Segment Start: Source passage
Skip to main content

Grafana Dashboards

Install Grafana

## Add Grafana repo
helm repo add grafana https://grafana.github.io/helm-charts

## Install Grafana
helm install grafana grafana/grafana \
  --namespace monitoring \
  --set persistence.enabled=true \
  --set persistence.size=10Gi \
  --set adminPassword=admin123

Application Dashboard

Import this JSON dashboard:
{
  "dashboard": {
    "title": "MCP Server - Application Metrics",
    "panels": [
      {
        "title": "Request Rate",
        "targets": [{
          "expr": "rate(http_requests_total[5m])"
        }],
        "type": "graph"
      },
      {
        "title": "Error Rate",
        "targets": [{
          "expr": "rate(http_requests_total{status=~\"5..\"}[5m])"
        }],
        "type": "graph"
      },
      {
        "title": "P95 Latency",
        "targets": [{
          "expr": "histogram_quantile(0.95, rate(http_request_duration_seconds_bucket[5m]))"
        }],
        "type": "graph"
      },
      {
        "title": "LLM Token Usage",
        "targets": [{
          "expr": "rate(llm_tokens_total[5m])"
        }],
        "type": "graph"
      },
      {
        "title": "Active Sessions",
        "targets": [{
          "expr": "active_sessions"
        }],
        "type": "stat"
      },
      {
        "title": "OpenFGA Check Rate",
        "targets": [{
          "expr": "rate(openfga_checks_total[5m])"
        }],
        "type": "graph"
      }
    ]
  }
}

LLM Observability Dashboard

{
  "dashboard": {
    "title": "MCP Server - LLM Metrics",
    "panels": [
      {
        "title": "LLM Requests by Provider",
        "targets": [{
          "expr": "rate(llm_requests_total[5m])"
        }],
        "type": "graph"
      },
      {
        "title": "Token Cost per Hour",
        "targets": [{
          "expr": "sum(rate(llm_tokens_total{type=\"prompt\"}[1h])) * 0.003 + sum(rate(llm_tokens_total{type=\"completion\"}[1h])) * 0.015"
        }],
        "type": "stat"
      },
      {
        "title": "LLM Error Rate",
        "targets": [{
          "expr": "rate(llm_requests_total{status=\"error\"}[5m])"
        }],
        "type": "graph"
      },
      {
        "title": "Average Response Tokens",
        "targets": [{
          "expr": "rate(llm_tokens_total{type=\"completion\"}[5m]) / rate(llm_requests_total[5m])"
        }],
        "type": "stat"
      }
    ]
  }
}

Production-Ready Dashboards (v2.1.0)

NEW in v2.1.0 - 7 production-ready Grafana dashboards covering authentication, authorization, LLM performance, and infrastructure metrics.
The repository includes pre-built Grafana dashboards optimized for production monitoring. All dashboards are located in monitoring/grafana/dashboards/.

Authentication

authentication.json
  • Login activity rate (attempts, success, failures)
  • Login failure rate gauge with thresholds
  • Response time percentiles (p50, p95, p99)
  • Active sessions count
  • Token operations (create, verify, refresh)
  • JWKS cache performance

OpenFGA Authorization

openfga.json
  • Authorization check rate (total, allowed, denied)
Segment End: Source passage
*What to produce*.
Copy the Grafana dashboards page word for word, between "NEW in v2.1.0" and "(create, verify, refresh)", inclusive.
Segment Start: Data to examine
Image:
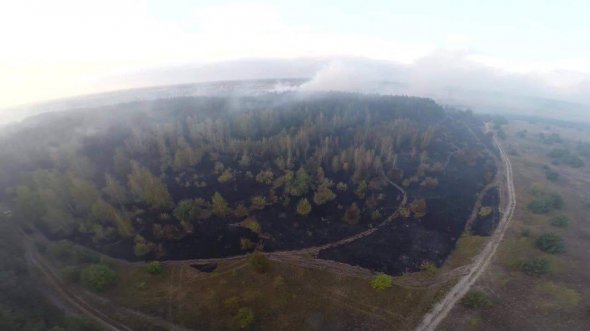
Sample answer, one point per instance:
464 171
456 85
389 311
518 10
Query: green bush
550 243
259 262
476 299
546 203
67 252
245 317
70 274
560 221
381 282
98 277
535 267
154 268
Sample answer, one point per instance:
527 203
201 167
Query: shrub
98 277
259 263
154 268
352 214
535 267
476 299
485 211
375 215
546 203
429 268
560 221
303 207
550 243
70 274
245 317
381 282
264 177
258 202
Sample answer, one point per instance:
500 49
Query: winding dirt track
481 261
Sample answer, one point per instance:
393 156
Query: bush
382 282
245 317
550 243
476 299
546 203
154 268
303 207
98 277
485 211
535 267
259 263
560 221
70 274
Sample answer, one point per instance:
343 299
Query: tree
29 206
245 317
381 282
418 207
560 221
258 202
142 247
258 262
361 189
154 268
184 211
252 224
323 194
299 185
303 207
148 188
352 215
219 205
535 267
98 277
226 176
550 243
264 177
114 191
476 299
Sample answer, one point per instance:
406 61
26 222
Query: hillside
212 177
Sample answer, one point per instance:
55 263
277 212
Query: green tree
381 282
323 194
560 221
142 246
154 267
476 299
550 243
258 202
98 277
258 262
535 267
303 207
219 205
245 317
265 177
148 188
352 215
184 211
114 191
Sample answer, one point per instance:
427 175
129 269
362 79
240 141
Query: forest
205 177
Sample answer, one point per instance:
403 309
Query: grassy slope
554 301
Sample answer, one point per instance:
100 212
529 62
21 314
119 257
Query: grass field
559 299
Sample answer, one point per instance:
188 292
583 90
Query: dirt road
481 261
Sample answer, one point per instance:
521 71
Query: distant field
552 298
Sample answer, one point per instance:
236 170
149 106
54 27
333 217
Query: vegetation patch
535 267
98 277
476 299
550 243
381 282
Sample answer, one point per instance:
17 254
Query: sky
Segment End: Data to examine
*Response to the task*.
NEW in v2.1.0 - 7 production-ready Grafana dashboards covering authentication, authorization, LLM performance, and infrastructure metrics.
The repository includes pre-built Grafana dashboards optimized for production monitoring. All dashboards are located in monitoring/grafana/dashboards/.

Authentication

authentication.json
  • Login activity rate (attempts, success, failures)
  • Login failure rate gauge with thresholds
  • Response time percentiles (p50, p95, p99)
  • Active sessions count
  • Token operations (create, verify, refresh)